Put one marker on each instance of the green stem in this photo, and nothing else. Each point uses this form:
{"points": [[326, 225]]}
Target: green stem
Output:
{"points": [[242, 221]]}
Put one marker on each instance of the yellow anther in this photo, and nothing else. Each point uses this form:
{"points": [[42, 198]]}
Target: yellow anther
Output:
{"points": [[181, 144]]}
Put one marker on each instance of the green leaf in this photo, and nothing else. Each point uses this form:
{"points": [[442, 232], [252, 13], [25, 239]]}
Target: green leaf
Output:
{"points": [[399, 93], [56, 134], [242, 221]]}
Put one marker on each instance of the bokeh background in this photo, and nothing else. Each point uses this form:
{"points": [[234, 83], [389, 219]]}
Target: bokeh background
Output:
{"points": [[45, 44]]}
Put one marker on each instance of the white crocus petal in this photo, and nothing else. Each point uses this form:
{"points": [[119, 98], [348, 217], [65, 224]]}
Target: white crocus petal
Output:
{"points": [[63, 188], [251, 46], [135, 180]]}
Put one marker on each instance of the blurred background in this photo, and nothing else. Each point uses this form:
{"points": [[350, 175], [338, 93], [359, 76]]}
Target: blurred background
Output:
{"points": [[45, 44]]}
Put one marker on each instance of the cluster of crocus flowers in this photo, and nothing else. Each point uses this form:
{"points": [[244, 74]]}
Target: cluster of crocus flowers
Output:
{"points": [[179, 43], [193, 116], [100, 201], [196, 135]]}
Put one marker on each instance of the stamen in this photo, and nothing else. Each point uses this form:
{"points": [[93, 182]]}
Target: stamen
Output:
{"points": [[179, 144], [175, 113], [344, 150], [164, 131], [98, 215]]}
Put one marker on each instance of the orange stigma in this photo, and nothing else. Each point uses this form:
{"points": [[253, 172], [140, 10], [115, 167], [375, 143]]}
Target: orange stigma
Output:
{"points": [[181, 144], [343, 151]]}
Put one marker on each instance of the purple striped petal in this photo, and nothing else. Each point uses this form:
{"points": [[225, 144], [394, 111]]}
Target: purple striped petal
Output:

- _Work order_
Line count for the string "yellow": please say how many lines in the entries above contain it, with no other words.

- _Your response_
2